Extract:
I am so sorry genetics left you with the short end of the stick!


get a life Eric, your comment is irrelevant here and only makes you look stupider than you already are. if you have nothing relevant or interesting to comment about then shut it!
Skeptic_Heretic
3.2 / 5 (5) Jul 19, 2010
Jigga, if you do not understand the dimishing return on IR retained by CO2 then you have not even begun to read about this topic. I am exactly correct in that regard. That is well known. It's even in the IPCC report. That should be your bible I think. You can't ignore your own scripture. Either the UN is correct or they are not. You can't pick and choose in regard to credibility. I say they are not credible. IF you say they are credible, then you need to be prepared to defend a reasonable portion of their claims. I caution you in this regard. They are extremely hard to defend.

Except you're going the wrong way with this.

An increase in CO2 will show diminishing returns only in what it completely absorbs and redirects back to the point of origin. That isn't what we're looking at.

The relevence is the delay in escape of IR, not the total capture or perpetual delay. Any increase in CO2 will increase this delay by a relative amount that follows a linear scale.

Entries supplied:
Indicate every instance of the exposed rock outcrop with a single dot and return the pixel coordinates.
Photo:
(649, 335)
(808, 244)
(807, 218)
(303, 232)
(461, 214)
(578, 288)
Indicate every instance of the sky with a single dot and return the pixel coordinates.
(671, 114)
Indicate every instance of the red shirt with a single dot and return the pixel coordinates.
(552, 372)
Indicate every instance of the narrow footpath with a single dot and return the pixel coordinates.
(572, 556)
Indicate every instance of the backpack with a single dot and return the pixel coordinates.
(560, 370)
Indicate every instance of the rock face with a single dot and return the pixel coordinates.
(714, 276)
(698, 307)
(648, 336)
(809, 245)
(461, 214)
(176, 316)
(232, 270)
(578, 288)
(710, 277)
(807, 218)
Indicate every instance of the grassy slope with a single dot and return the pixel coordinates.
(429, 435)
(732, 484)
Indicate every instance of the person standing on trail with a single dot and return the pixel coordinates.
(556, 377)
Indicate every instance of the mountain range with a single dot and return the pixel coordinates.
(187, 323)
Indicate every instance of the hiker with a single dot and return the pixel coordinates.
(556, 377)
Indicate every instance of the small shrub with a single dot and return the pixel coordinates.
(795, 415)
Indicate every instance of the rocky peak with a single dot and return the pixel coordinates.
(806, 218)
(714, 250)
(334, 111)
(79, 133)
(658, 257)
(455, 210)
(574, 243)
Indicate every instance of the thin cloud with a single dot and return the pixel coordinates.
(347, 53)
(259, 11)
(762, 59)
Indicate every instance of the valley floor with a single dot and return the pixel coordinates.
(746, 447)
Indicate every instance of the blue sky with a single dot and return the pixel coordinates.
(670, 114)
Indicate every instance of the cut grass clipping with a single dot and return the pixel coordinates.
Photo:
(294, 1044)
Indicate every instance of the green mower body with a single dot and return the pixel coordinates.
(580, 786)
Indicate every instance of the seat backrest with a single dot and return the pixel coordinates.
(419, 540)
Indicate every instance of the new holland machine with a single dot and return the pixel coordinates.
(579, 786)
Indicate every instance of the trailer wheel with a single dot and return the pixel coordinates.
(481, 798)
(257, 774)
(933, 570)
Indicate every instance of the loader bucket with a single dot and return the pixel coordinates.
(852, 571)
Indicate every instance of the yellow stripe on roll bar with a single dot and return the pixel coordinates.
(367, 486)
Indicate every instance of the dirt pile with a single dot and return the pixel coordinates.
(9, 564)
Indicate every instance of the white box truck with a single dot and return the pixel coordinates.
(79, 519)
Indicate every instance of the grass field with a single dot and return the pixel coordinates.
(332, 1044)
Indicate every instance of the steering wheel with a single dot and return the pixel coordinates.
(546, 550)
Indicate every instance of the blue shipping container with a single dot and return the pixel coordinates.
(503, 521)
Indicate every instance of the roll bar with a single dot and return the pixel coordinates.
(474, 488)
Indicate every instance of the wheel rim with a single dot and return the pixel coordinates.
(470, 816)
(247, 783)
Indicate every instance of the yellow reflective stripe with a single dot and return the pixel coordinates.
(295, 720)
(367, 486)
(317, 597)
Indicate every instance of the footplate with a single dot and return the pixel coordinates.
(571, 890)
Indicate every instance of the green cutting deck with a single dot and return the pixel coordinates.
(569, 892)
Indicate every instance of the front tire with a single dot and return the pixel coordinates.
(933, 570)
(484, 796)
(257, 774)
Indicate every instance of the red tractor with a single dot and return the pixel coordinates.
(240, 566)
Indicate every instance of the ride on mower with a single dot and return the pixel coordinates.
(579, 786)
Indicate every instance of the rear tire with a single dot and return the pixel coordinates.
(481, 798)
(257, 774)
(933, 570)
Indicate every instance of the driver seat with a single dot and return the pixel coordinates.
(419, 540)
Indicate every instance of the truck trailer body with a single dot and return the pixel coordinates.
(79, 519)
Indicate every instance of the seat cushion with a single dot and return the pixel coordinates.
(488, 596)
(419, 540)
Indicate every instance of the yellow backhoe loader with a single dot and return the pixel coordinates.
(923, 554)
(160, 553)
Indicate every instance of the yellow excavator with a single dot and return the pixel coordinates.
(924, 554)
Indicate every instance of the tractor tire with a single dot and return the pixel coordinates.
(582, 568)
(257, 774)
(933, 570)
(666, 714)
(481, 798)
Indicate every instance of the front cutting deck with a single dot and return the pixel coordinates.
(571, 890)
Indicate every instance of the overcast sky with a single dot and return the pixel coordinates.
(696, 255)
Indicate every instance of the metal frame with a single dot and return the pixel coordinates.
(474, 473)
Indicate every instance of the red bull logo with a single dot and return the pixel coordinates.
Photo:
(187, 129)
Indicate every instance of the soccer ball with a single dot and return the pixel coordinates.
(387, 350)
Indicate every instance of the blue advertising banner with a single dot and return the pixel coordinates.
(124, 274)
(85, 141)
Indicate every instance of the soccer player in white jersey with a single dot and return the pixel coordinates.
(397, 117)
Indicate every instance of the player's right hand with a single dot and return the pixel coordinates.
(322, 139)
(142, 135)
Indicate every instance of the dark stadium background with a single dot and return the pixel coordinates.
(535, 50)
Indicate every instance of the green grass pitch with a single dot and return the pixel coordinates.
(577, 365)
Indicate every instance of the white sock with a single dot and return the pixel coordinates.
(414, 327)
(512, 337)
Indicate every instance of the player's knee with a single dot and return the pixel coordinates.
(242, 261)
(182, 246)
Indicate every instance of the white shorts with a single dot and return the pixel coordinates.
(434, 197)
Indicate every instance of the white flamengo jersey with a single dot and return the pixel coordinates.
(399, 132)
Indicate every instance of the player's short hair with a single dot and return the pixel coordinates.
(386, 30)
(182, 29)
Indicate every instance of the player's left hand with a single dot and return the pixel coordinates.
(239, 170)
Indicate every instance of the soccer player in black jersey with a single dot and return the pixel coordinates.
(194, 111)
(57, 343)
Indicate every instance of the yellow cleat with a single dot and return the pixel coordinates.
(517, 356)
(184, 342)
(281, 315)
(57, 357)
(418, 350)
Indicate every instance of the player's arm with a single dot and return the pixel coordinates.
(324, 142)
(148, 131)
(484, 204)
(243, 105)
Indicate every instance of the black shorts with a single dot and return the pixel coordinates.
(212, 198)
--
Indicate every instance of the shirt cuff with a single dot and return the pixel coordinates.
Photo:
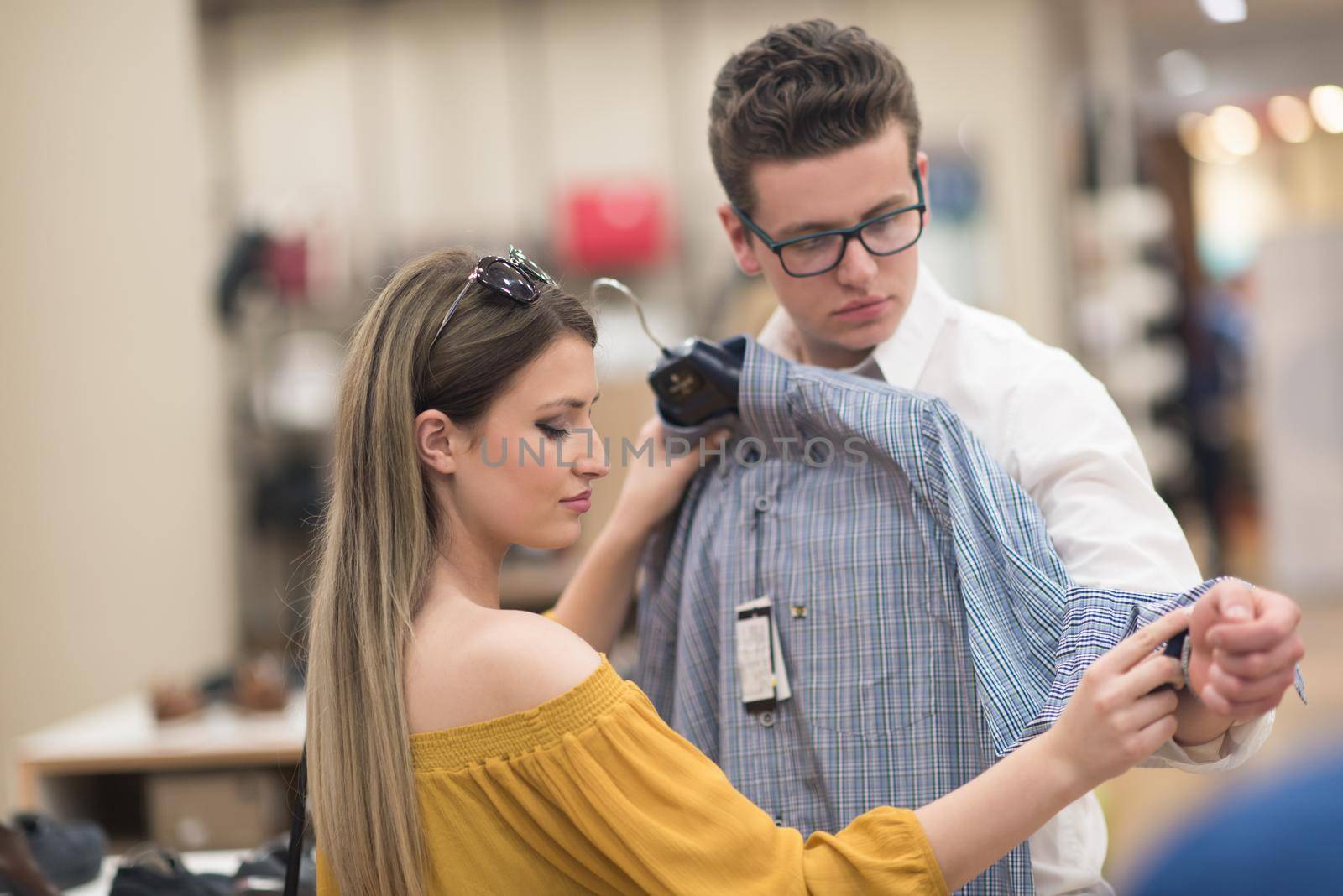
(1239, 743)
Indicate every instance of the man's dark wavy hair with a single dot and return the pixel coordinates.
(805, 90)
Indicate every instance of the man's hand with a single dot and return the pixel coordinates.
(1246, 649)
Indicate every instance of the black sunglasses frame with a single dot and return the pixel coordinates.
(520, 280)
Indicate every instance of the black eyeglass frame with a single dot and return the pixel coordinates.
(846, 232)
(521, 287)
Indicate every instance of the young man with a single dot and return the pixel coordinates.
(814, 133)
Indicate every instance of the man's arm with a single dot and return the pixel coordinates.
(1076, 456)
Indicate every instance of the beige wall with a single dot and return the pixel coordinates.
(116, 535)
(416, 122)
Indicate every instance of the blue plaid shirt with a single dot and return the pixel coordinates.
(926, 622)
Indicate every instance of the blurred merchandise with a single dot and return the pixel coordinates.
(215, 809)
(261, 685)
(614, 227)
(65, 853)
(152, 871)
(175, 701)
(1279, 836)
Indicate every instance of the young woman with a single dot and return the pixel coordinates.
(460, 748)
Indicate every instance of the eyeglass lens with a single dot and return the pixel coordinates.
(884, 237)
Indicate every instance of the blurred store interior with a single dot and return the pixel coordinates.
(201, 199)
...
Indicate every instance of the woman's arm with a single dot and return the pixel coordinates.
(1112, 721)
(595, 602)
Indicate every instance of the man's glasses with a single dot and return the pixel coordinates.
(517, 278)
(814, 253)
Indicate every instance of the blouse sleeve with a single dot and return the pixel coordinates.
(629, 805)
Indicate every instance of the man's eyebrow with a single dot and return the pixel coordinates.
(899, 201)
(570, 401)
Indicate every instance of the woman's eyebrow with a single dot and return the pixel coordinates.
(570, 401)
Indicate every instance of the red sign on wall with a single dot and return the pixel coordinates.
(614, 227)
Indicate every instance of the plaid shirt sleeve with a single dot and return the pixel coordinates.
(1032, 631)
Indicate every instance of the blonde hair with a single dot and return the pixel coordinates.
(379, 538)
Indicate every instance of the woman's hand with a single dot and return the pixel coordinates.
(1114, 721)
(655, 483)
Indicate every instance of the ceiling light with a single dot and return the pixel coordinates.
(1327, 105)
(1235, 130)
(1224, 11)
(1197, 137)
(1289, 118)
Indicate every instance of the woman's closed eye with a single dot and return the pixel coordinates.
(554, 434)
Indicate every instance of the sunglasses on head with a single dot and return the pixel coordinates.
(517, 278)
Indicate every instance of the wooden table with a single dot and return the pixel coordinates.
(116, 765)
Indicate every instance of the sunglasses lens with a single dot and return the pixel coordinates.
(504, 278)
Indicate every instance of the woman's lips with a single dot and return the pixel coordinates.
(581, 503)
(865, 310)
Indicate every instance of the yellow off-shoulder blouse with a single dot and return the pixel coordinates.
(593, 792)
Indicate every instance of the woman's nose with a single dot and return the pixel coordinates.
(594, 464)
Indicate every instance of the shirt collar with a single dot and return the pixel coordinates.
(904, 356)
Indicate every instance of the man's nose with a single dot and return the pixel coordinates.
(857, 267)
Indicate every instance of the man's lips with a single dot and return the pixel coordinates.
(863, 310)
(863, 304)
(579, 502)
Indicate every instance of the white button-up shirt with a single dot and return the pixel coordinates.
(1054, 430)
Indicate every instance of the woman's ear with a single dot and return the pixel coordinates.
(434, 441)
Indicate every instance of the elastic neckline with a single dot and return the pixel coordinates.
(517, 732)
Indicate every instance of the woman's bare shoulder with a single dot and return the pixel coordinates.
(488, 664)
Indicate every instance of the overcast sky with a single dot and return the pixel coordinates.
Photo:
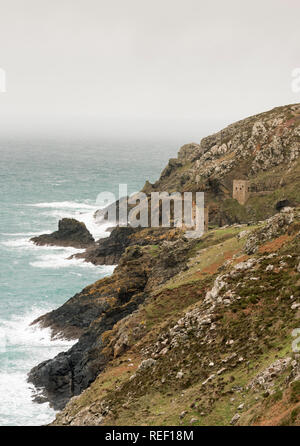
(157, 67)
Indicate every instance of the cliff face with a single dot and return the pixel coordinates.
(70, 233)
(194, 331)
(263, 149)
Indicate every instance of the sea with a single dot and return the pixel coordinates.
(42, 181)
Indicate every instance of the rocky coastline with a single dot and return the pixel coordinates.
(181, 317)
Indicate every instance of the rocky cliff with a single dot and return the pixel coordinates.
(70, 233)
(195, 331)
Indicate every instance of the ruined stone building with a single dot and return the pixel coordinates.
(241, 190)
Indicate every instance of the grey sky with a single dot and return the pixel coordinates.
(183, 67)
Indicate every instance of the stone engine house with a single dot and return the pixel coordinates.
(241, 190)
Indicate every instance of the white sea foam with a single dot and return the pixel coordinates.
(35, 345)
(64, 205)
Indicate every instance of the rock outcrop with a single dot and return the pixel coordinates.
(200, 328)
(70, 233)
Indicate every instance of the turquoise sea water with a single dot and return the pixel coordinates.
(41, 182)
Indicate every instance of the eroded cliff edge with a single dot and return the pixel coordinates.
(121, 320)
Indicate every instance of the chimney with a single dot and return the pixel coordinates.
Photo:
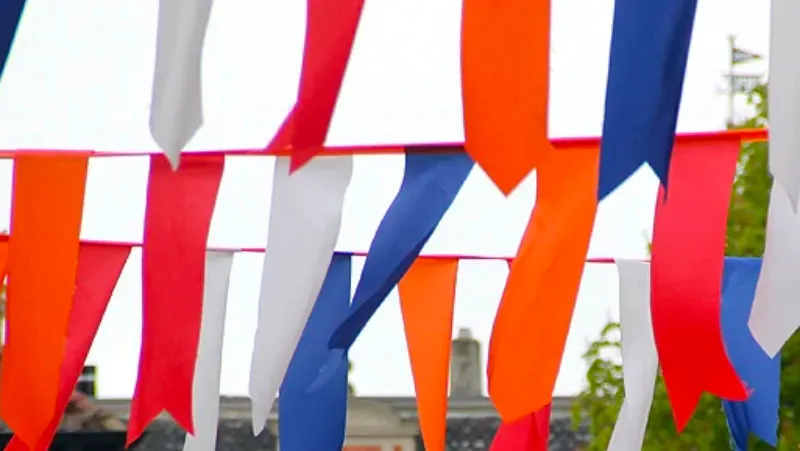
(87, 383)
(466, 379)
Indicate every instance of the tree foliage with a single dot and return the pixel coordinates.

Exercise description: Reproduce everything in the CO2 discussion from "get a life Eric, your" down to "way with this.", word for word.

Task answer:
get a life Eric, your comment is irrelevant here and only makes you look stupider than you already are. if you have nothing relevant or interesting to comment about then shut it!
Skeptic_Heretic
3.2 / 5 (5) Jul 19, 2010
Jigga, if you do not understand the dimishing return on IR retained by CO2 then you have not even begun to read about this topic. I am exactly correct in that regard. That is well known. It's even in the IPCC report. That should be your bible I think. You can't ignore your own scripture. Either the UN is correct or they are not. You can't pick and choose in regard to credibility. I say they are not credible. IF you say they are credible, then you need to be prepared to defend a reasonable portion of their claims. I caution you in this regard. They are extremely hard to defend.

Except you're going the wrong way with this.